### BRIEF
When transcribing the entries, keep each one exactly as it is.

[Records contained in a dataset]

------

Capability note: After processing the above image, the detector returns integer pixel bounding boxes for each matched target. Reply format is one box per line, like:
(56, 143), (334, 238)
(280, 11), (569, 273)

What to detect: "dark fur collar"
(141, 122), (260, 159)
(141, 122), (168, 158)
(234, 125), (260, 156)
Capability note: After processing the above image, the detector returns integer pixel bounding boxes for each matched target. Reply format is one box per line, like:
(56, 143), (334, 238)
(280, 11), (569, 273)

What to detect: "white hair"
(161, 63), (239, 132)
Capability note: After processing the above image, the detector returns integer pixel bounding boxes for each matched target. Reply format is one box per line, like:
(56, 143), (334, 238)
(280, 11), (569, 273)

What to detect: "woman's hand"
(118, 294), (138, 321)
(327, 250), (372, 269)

------

### RESULT FOR THIS TASK
Capability note: After processing the above image, the detector returns integer pixel bounding boxes for each matched target. Reply format is one box per line, like:
(56, 143), (334, 238)
(280, 11), (569, 273)

What to detect: "dark fur collar"
(141, 122), (260, 159)
(141, 122), (168, 158)
(234, 125), (260, 156)
Capability note: After processing the above image, the detector returns integer pixel bounding boxes for each matched target. Reply format is one box per line, like:
(56, 143), (334, 238)
(280, 11), (569, 273)

What to detect: "white hair"
(161, 63), (239, 132)
Capability note: After processing the above image, the detector returns integer pixel bounding boxes for each matched target. Reply format is one box per line, like:
(56, 143), (334, 238)
(280, 11), (569, 273)

What to detect: "woman's hand"
(118, 294), (138, 321)
(327, 250), (372, 269)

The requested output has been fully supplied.